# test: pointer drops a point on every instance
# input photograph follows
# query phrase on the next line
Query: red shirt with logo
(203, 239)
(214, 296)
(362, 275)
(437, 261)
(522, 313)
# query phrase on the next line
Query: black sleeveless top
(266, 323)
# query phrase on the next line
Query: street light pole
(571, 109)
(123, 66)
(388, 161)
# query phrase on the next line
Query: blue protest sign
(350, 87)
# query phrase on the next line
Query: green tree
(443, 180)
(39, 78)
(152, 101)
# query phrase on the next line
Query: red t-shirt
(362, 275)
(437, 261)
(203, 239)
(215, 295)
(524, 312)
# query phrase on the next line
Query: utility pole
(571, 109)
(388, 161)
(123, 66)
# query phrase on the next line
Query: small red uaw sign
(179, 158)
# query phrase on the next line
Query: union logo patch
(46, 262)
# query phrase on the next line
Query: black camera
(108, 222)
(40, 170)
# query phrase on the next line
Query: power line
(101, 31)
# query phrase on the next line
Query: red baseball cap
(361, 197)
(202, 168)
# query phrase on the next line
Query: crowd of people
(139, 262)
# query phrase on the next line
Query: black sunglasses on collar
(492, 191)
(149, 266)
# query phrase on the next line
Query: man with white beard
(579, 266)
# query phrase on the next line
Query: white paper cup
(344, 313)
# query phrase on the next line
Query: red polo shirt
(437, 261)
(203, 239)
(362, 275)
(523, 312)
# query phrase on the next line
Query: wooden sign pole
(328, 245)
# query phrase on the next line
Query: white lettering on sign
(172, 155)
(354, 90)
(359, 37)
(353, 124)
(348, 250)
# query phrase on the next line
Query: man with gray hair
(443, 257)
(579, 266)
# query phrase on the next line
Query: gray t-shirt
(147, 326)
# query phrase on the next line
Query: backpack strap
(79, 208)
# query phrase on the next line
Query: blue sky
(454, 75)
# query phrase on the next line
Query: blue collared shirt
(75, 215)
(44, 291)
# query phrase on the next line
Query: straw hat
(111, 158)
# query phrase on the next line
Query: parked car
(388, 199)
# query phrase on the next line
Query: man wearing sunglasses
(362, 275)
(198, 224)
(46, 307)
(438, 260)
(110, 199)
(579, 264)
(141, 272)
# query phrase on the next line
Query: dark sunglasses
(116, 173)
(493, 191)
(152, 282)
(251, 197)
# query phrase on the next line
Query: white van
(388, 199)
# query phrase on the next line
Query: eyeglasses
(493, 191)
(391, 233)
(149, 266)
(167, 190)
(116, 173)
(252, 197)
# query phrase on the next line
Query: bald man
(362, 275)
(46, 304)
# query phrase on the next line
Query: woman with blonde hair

○ ○ ○ ○ ○

● **DIRECTIONS FOR THIS TASK**
Quote the data above in full, changing nothing.

● **FINISHED TASK**
# test: pointer drops a point on every instance
# input photograph follows
# query phrase on the next line
Query: red shirt with logo
(203, 239)
(214, 296)
(362, 275)
(437, 261)
(522, 313)
# query phrase on the next line
Query: black sleeveless top
(266, 323)
# query phrase on the next line
Query: street light pole
(571, 109)
(123, 66)
(388, 161)
# query phrase on the next line
Query: blue protest sign
(350, 87)
# query phrase on the next line
Query: green tree
(443, 180)
(39, 78)
(152, 101)
# query phrase on the next line
Query: red t-shirt
(362, 275)
(437, 261)
(203, 239)
(215, 295)
(524, 312)
# query phrase on the next line
Query: utility pole
(571, 109)
(388, 161)
(123, 66)
# query phrase on the next line
Query: small red uaw sign
(179, 158)
# query phrase on the next line
Query: union logo patch
(46, 262)
# query phrase on the next line
Query: black camera
(108, 222)
(40, 170)
# query phrase on the next line
Query: power line
(101, 31)
# query phrase on the next line
Query: red baseball cap
(361, 197)
(202, 168)
# query phrase on the next line
Query: crowd of people
(139, 262)
# query phrase on the next line
Query: black sunglasses on collar
(492, 191)
(149, 266)
# query phrase on the next line
Query: man with white beard
(579, 266)
# query phrase on the next line
Query: white paper cup
(344, 313)
# query phrase on the next line
Query: red polo shirt
(437, 261)
(203, 239)
(362, 275)
(523, 312)
# query phrase on the next line
Query: wooden sign pole
(328, 245)
# query phrase on the next line
Query: white lettering on sign
(172, 155)
(354, 90)
(359, 37)
(353, 124)
(348, 250)
# query phrase on the next line
Query: man with gray hair
(443, 257)
(579, 266)
# query phrase on the next line
Query: gray t-shirt
(147, 326)
# query phrase on the next line
Query: backpack strap
(79, 208)
# query phrase on the next line
Query: blue sky
(454, 75)
# query phrase on the next line
Query: blue collared shirt
(75, 215)
(44, 291)
# query phrase on the next line
Query: straw hat
(111, 158)
# query phrase on the next line
Query: parked car
(388, 199)
# query phrase on the next line
Query: man wearing sunglasses
(362, 275)
(198, 224)
(46, 307)
(438, 260)
(110, 199)
(579, 264)
(141, 272)
# query phrase on the next line
Query: dark sunglasses
(116, 173)
(493, 191)
(152, 282)
(251, 197)
# query phrase on the next line
Query: white van
(388, 199)
# query phrase on the next line
Query: eyeglasses
(493, 191)
(391, 233)
(149, 266)
(167, 190)
(116, 173)
(252, 197)
# query phrase on the next line
Query: bald man
(362, 275)
(46, 304)
# query phrase on the next line
Query: woman with blonde hair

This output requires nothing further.